By Paul Augeri

Craig Franklin and Laurie Peterson, ever loyal to the Portland High baseball program, were in their zone last May 24 – at Palmer Field, among the masses watching the Highlanders attempt to win their first Shoreline Conference championship.

Both had shares of emotional stock in the players.

Franklin knew most of the kids from his time as their coach at the middle school. He was invested in their well-being and academic performance as much as their athletic ability.

“There wasn’t a more bigger-hearted guy than Craig Franklin,” Portland athletic director Chris Serra said. “He wanted to do what was going on with the kids outside of baseball. The kids said they could tell and felt that he cared about them.”

Peterson and her husband, Eric, were involved in baseball in Portland  going back to son Cole’s days in Little League. He was their prime rooting interest, but truth be told, the Petersons were big fans of all of the Highlanders.

“Laurie dedicated any spare time she had to Cole and to baseball, and to Portland,” Serra said. “Eric was president of the Little League forever, and if you’re in that role your wife’s involved, too. “They would do anything for the kids of Portland. Laurie loved all of the kids as much as she did Cole.”

****************************************

◆ **WHAT THIS EXERCISE ASKS**:
- A) Reproduce the portion of the Portland High baseball article that begins at the words "Both had shares" and stops after the words "of the Highlanders.".
- B) Condense the paragraph of the Portland High baseball article beginning "Peterson and her husband, Eric," into a shorter version that preserves its main facts.
- C) Pick up the article about Craig Franklin, Laurie Peterson and Portland High baseball after its final sentence and continue it.

◆ **RECORDED DATA**:
****************************************

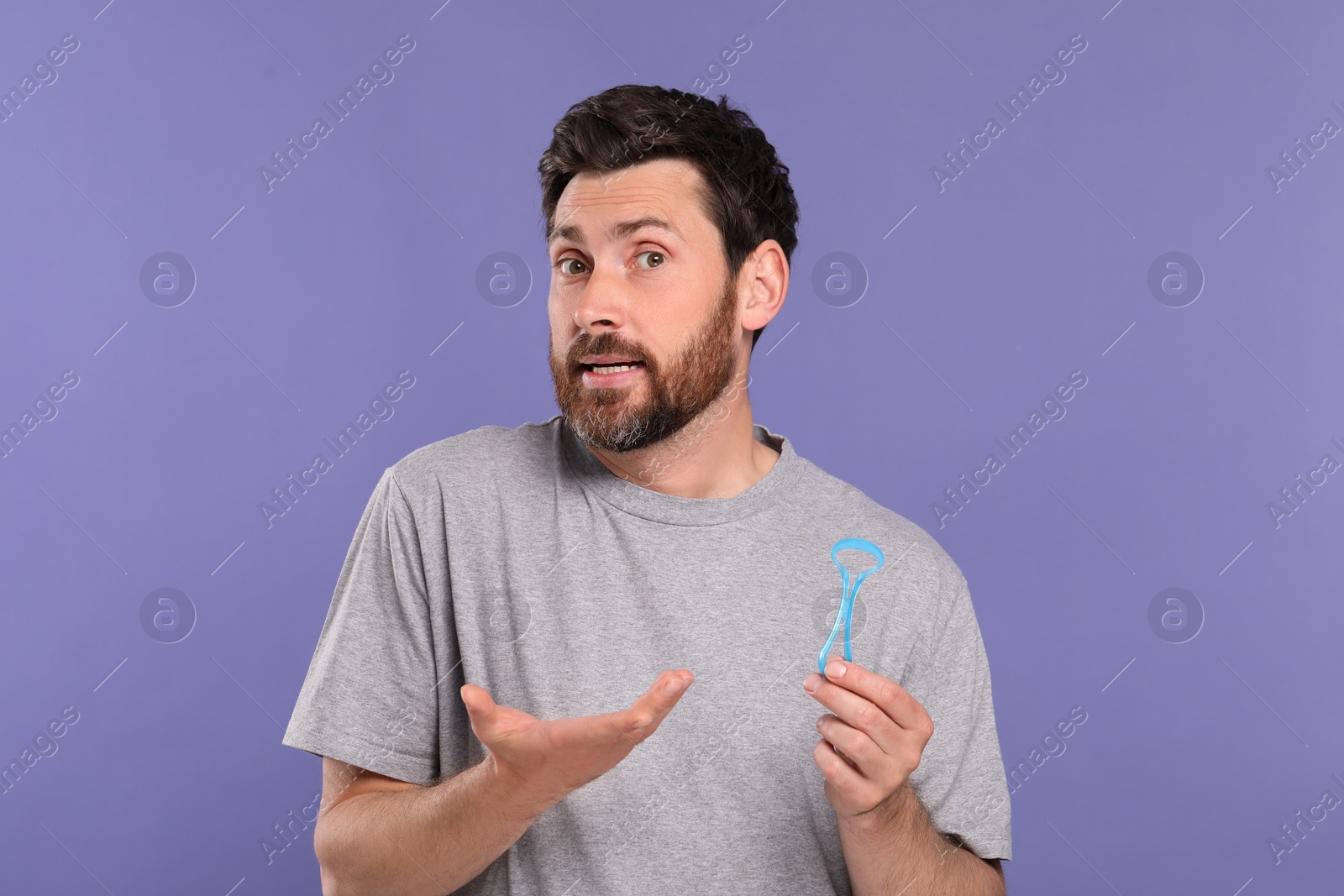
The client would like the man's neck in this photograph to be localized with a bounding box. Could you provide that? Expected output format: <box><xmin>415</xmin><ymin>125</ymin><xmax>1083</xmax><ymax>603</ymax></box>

****************************************

◆ **ANSWERS BELOW**:
- A)
Both had shares of emotional stock in the players.

Franklin knew most of the kids from his time as their coach at the middle school. He was invested in their well-being and academic performance as much as their athletic ability.

“There wasn’t a more bigger-hearted guy than Craig Franklin,” Portland athletic director Chris Serra said. “He wanted to do what was going on with the kids outside of baseball. The kids said they could tell and felt that he cared about them.”

Peterson and her husband, Eric, were involved in baseball in Portland  going back to son Cole’s days in Little League. He was their prime rooting interest, but truth be told, the Petersons were big fans of all of the Highlanders.

- B) Laurie Peterson and her husband, Eric, had been involved in Portland baseball since their son Cole played Little League. Cole was their main rooting interest, but they were big fans of all the Highlanders.

- C)
Portland won its first Shoreline championship that night, a 2-1 walk-off win over Haddam-Killingworth in eight innings. Peterson, who was voted the Shoreline Player of the Year, had the decisive hit, a shot into Palmer Field’s left-center gap that scored Grant Collins from first base.

A year later, the moment is more palpable in light of the passing of Franklin and Laurie Peterson.

Franklin, 50, died unexpectedly on April 21. He was 50, had lived in town his whole life was married to Deborah (Bitcon) Franklin for 27 years. He played baseball in the 1980s in current Highlanders coach Rick Borg’s first stint at the school, and had been involved in both Little League and the Portland Panthers youth football program as a coach.

Peterson, 58, died on May 6 after battling brain cancer. She was married to Eric for 20 years and had a long and distinguished career at Liberty Bank, where she led the Portland branch after serving others in Middlesex County over the years.

“Laurie was also the person we always went to when there was an issue at the bank, whether personally or with work,” Serra said.

Cole Peterson’s senior season at Portland included All-State recognition. He just finished his freshman year at Rhode Island College, which gave him a partial scholarship to play baseball.

“Laurie was at the All-State banquet last June at the Aqua Turf and sat at the Portland table,” Borg recalled. “She was so proud of Cole that night.”

Serra counseled Cole after his mother’s diagnosis. Twelve years ago, Serra survived life-threatening injuries from an automobile accident. He said he used the experience of his lengthy, painful recovery as a means to help Cole prepare for what was to come in his life.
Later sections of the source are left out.